> [WHAT IS REQUIRED]:
In the entries below, find the line with "the man's ear" and the line with "the man's hand". Reproduce those two lines and every line between them exactly, and nothing more.

[[ THE INPUT open ]]

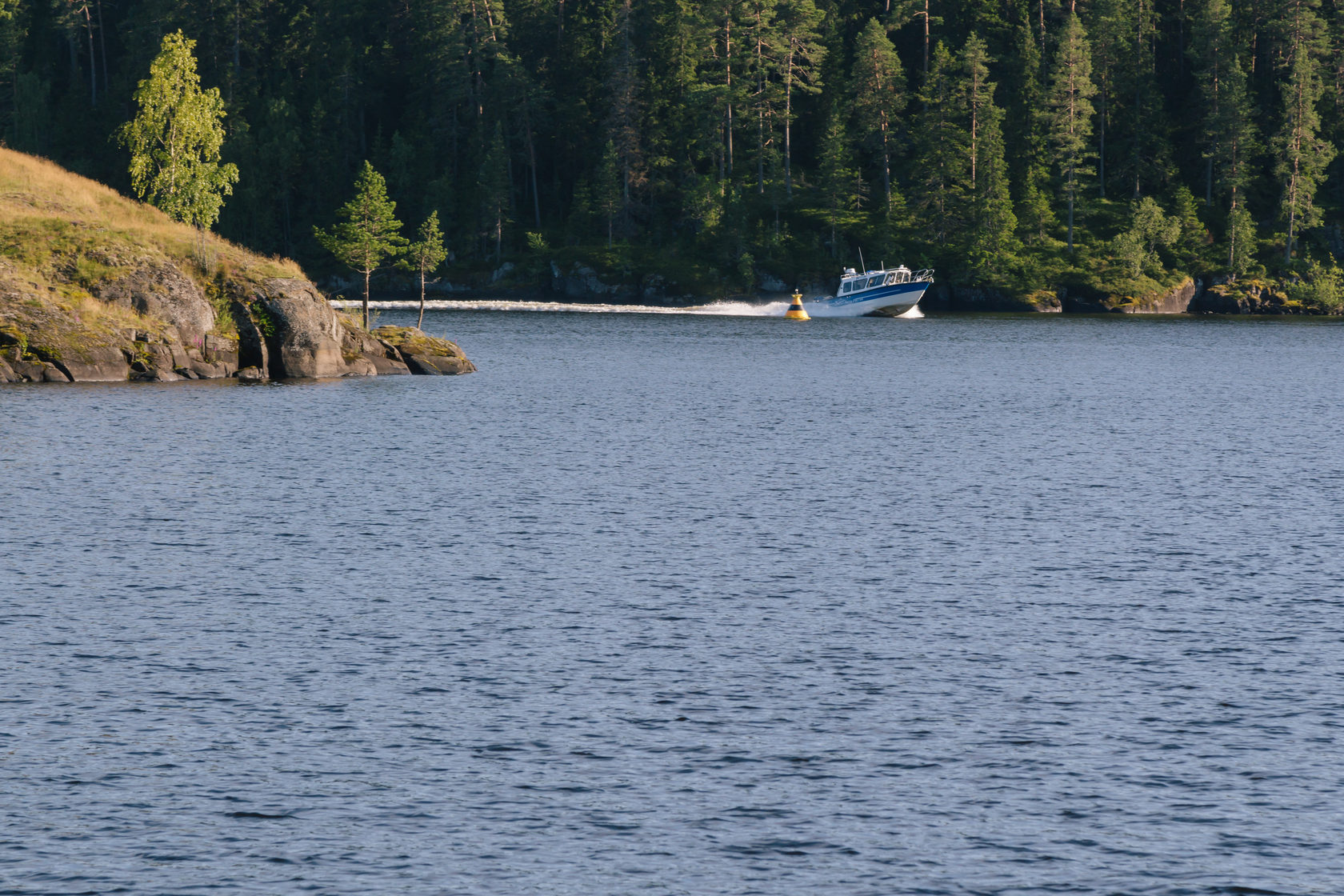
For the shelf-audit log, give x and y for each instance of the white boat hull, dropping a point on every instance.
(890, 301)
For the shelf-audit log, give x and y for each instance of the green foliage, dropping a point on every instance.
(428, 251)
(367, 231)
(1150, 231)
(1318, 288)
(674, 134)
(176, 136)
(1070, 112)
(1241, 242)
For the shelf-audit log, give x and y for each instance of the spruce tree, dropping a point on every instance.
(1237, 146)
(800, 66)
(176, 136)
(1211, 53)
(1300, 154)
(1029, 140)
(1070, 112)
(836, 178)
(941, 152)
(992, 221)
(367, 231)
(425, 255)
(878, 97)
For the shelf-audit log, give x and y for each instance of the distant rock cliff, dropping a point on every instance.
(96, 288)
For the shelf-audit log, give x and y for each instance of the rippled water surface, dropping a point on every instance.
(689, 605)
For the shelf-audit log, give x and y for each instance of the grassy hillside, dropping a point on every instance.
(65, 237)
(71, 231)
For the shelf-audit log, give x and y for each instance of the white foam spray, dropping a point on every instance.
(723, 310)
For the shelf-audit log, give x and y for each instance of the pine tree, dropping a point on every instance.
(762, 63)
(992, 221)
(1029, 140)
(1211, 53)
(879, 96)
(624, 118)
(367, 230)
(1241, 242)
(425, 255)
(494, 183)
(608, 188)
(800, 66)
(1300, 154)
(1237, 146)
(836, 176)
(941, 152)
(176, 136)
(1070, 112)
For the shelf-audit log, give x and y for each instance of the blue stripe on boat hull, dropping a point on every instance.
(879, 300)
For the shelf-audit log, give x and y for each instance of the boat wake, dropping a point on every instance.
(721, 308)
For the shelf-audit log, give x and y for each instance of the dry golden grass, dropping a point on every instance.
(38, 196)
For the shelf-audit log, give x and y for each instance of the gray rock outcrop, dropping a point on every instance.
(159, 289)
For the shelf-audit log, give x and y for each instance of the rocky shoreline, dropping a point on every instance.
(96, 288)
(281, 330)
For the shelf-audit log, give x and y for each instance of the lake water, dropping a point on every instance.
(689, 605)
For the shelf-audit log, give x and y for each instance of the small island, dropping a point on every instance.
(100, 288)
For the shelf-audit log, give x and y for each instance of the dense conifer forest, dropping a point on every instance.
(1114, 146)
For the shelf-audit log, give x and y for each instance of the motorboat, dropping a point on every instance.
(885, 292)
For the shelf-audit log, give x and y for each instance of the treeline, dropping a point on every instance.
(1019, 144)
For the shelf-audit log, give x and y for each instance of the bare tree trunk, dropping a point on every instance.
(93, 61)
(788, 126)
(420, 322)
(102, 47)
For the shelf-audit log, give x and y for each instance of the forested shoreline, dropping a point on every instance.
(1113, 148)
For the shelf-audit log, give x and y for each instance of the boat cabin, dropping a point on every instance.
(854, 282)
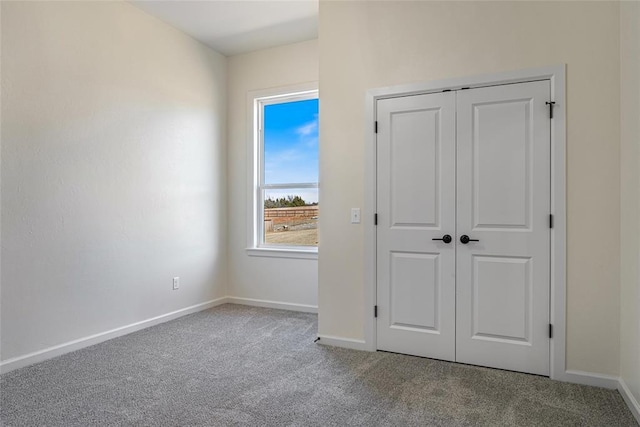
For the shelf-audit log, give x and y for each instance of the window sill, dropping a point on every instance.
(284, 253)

[[ THE INPUT closed ]]
[[ THE INPUT open ]]

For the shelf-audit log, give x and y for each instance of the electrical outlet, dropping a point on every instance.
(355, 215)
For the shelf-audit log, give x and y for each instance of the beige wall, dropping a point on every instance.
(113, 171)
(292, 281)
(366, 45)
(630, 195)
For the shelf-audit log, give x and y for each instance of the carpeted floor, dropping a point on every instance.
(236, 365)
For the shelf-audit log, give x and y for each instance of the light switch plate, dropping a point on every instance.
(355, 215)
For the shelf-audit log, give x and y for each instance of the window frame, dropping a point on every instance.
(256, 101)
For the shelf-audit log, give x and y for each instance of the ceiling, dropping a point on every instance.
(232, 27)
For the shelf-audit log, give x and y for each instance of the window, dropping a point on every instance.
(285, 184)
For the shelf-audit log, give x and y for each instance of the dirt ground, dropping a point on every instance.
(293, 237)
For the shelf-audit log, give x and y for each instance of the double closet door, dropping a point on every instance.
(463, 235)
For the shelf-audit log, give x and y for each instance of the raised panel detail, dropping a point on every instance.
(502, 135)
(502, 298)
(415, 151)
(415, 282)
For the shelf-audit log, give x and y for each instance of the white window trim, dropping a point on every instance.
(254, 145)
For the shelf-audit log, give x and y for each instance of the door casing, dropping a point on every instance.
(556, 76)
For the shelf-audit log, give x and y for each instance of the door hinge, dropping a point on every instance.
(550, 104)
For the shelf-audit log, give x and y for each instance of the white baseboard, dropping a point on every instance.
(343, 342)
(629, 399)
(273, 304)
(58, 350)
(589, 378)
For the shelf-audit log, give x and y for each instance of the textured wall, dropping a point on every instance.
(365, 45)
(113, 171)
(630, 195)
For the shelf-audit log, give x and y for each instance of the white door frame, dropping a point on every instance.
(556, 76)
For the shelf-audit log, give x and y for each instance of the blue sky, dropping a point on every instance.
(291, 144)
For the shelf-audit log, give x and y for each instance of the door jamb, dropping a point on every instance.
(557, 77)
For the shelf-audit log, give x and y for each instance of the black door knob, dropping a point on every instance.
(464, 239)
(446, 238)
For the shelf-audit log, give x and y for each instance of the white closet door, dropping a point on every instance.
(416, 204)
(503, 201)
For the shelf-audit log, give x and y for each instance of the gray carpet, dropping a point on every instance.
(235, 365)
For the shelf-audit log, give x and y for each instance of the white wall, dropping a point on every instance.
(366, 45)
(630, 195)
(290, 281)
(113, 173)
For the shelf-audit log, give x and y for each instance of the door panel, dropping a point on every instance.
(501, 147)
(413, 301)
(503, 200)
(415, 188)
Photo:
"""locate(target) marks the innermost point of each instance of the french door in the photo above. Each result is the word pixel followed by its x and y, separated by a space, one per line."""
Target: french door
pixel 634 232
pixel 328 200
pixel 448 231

[[ THE INPUT closed ]]
[[ THE INPUT open ]]

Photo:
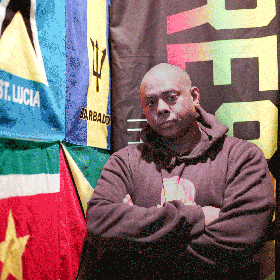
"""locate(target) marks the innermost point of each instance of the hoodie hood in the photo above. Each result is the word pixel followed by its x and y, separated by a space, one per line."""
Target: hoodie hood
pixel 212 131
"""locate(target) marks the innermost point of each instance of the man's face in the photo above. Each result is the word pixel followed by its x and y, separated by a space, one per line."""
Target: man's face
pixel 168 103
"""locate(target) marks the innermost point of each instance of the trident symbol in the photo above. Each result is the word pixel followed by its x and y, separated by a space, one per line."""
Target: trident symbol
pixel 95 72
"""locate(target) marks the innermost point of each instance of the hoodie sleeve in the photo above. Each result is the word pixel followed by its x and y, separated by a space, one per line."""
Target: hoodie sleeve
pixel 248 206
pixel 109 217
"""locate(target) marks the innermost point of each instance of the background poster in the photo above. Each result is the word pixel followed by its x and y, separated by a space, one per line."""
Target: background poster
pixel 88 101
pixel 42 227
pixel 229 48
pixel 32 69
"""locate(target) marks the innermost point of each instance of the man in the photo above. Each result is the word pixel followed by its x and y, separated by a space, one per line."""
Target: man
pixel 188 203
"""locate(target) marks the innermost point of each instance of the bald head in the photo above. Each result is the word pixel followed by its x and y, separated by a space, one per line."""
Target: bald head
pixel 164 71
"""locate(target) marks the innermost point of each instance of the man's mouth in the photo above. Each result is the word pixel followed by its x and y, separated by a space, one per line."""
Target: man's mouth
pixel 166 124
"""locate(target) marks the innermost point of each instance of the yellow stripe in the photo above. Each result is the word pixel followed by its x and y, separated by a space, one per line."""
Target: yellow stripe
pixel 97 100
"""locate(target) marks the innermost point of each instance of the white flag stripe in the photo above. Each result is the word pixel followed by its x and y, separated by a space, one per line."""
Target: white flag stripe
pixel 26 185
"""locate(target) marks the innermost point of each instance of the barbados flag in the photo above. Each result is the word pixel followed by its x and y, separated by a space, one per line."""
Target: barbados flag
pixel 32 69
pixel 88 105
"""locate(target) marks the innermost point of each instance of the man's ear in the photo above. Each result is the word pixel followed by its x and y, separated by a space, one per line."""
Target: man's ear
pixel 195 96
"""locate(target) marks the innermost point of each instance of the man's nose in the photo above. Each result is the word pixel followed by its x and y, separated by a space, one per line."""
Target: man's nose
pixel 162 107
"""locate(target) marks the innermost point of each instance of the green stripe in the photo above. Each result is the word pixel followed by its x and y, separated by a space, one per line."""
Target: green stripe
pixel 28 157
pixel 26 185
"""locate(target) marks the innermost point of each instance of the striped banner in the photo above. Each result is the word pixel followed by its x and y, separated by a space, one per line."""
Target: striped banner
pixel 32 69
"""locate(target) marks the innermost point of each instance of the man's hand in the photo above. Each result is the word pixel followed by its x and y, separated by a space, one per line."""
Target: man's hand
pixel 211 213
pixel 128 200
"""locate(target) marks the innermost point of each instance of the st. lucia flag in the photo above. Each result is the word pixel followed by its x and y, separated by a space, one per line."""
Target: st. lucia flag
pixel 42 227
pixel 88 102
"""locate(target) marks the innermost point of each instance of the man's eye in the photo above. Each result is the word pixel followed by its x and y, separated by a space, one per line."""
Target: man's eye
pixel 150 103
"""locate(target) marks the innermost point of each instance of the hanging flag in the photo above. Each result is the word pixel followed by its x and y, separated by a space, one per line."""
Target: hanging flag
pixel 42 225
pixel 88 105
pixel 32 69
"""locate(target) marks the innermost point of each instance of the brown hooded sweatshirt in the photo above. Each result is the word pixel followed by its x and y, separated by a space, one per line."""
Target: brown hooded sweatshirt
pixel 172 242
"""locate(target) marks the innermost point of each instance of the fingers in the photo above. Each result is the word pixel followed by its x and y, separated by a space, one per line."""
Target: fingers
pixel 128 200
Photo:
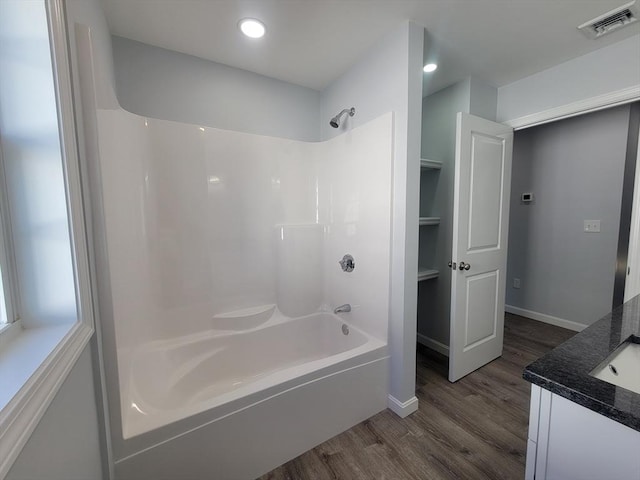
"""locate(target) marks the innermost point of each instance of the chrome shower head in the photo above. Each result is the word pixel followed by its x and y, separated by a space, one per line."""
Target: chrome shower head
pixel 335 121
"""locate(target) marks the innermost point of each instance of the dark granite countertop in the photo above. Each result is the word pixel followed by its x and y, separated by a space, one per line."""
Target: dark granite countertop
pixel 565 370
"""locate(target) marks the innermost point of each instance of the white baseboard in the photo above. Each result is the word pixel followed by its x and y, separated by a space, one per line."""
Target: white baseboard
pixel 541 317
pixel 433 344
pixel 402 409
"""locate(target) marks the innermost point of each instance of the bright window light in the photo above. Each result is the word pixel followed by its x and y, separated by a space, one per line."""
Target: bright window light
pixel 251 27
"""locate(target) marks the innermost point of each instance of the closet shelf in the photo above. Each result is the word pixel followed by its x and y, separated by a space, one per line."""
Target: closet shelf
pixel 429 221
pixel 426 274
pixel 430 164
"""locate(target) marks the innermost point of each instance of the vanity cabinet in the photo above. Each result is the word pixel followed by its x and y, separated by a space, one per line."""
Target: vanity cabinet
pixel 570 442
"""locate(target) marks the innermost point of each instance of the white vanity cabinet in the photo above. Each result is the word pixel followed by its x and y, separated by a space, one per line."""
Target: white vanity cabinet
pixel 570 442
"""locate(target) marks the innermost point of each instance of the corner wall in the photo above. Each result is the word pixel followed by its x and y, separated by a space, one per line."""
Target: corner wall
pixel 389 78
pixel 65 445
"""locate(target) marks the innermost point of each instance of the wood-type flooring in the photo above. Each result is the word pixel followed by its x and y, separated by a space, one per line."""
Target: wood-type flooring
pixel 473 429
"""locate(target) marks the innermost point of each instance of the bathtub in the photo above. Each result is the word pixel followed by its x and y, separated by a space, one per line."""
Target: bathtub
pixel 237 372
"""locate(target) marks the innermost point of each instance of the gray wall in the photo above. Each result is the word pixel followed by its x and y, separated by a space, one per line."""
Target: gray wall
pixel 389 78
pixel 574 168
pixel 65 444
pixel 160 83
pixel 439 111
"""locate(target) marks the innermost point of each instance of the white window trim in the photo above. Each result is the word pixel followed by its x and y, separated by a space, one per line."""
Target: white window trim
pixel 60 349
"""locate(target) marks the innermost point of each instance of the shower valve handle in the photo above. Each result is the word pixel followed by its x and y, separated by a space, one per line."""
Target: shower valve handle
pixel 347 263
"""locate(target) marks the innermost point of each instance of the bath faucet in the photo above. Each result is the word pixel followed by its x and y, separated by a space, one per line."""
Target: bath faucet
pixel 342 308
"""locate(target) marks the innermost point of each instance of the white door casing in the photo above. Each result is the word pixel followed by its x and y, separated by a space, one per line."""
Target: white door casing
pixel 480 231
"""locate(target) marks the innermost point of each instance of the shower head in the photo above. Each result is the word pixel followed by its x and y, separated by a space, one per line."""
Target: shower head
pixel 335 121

[[ THE INPUT closed ]]

> [WORKED SOLUTION]:
"""locate(target) marks the innermost point of each instance of the man's ear in the photo above. Each result is the word pixel followed by its x and y, separated by a space, one per line."""
Target: man's ear
pixel 195 96
"""locate(target) marks the innermost point of each instance of the man's nose in the photo above. Each result is the word pixel followed by its x and y, separated by a space, one per line."""
Target: man's nose
pixel 162 107
"""locate(target) marks the innermost point of each instance of the green stripe in the photo above. Each result is the word pixel followed by its x and y, separated by a space, one per line."""
Target: green stripe
pixel 28 157
pixel 26 185
"""locate(target) marks the innermost point of each instance of the striped banner in the photo above. Each result is the word pixel followed by its x and y, separated by a space, one per line."""
Target: striped banner
pixel 32 69
"""locate(target) marks the innermost point of each instance of the man's hand in the photo above. Each result is the word pixel followed by its x and y, separated by a space, one per line."""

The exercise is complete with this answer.